--- The exercise ---
Rewrite the following records as a numbered list, omitting any blank lines.

--- Pointing dataset records ---

++++++

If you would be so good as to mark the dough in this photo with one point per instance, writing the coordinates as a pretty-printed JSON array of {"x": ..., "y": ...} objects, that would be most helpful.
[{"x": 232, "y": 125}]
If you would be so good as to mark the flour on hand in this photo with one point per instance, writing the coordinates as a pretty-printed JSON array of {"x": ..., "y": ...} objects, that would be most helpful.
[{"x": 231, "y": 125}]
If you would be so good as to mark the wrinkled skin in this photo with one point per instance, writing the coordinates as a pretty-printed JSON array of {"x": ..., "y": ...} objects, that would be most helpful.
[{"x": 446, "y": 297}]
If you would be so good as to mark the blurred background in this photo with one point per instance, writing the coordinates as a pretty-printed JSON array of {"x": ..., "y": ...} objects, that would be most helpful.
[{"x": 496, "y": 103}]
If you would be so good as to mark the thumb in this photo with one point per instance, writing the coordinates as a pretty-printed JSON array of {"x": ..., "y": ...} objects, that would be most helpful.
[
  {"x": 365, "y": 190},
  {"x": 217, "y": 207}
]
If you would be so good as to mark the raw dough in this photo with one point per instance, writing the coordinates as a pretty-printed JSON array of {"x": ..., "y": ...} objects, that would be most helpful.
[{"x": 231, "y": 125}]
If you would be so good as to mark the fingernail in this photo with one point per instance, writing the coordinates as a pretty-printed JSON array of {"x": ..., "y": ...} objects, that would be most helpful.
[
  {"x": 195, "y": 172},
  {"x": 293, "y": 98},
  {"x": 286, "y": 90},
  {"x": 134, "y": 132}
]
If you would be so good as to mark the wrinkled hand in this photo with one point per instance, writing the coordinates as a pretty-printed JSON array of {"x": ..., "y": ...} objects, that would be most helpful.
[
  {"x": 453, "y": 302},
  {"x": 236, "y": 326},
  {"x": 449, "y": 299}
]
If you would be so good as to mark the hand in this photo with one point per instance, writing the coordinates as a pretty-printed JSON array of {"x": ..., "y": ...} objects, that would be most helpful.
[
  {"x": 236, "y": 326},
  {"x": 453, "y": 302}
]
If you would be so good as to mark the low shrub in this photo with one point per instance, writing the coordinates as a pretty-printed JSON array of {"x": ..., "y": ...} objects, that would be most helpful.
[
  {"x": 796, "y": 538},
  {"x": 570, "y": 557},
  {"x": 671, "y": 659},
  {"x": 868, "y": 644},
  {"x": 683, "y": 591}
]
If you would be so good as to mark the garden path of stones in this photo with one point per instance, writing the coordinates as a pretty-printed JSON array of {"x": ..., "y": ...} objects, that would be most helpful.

++++++

--- Expected answer ---
1. If you would be so good as to mark the dough in this photo with one point per instance, writing the coordinates as a pretty-printed JSON array of {"x": ..., "y": ...} objects, that would be most helpful.
2. [{"x": 232, "y": 125}]
3. If you would be so good as to mark the flour on hand in this photo with one point per instance, writing the coordinates as a pretty-printed JSON array of {"x": ..., "y": ...} objects, that would be most helpful.
4. [{"x": 231, "y": 125}]
5. If you would be so good as to mark the wrinkled skin in this photo with one point per instance, writing the coordinates as a pretty-printed JSON array of {"x": ..., "y": ...} objects, that would be most helpful.
6. [{"x": 446, "y": 297}]
7. If you would be so good as to mark the blurred background in this photo with one point per instance, writing the coordinates as a pretty-printed JSON array of {"x": ..., "y": ...} objects, that would be most helpful.
8. [{"x": 496, "y": 103}]
9. If you would be so good as to mark the thumb in this photo with one point per instance, writing the coordinates as a pretty-printed JSON array of {"x": ..., "y": ...} objects, that would be most helpful.
10. [
11.   {"x": 365, "y": 190},
12.   {"x": 217, "y": 207}
13. ]
14. If you would be so good as to mark the raw dough in this photo with one point per instance, writing the coordinates as a pretty-printed JSON array of {"x": ..., "y": ...} objects, that would be most helpful.
15. [{"x": 231, "y": 125}]
16. If you would be so good as to mark the fingernail in this photo with one point per instance, writing the coordinates as a pretty-printed JSON array of {"x": ..., "y": ...} objects, that would be most helpful.
17. [
18.   {"x": 195, "y": 172},
19.   {"x": 293, "y": 98},
20.   {"x": 286, "y": 90},
21.   {"x": 134, "y": 132}
22. ]
23. If you would be so good as to mark the wrinkled hand in this photo with one point per instance, writing the coordinates as a pretty-printed JSON array of {"x": ..., "y": ...} objects, that would be most helpful.
24. [
25.   {"x": 453, "y": 302},
26.   {"x": 236, "y": 326},
27.   {"x": 449, "y": 299}
28. ]
29. If you would be so good as to mark the hand in this photo with one point per instance, writing the coordinates as a pretty-printed JSON array of {"x": ..., "y": ...} objects, that would be most helpful.
30. [
31.   {"x": 236, "y": 326},
32.   {"x": 453, "y": 302}
33. ]
34. If you would be so good as to mark the low shrub in this photo with one point per instance, writing the coordinates as a pretty-printed JSON array of {"x": ..., "y": ...} objects, that would be most helpful.
35. [
36.   {"x": 796, "y": 538},
37.   {"x": 570, "y": 557},
38.   {"x": 671, "y": 659},
39.   {"x": 868, "y": 644},
40.   {"x": 683, "y": 591}
41. ]
42. If you would be so good as to mark the garden path of stones in this photo with one point per instance, writing the coordinates as a pretty-printed JSON array of {"x": ..., "y": ...} objects, that would be most helpful.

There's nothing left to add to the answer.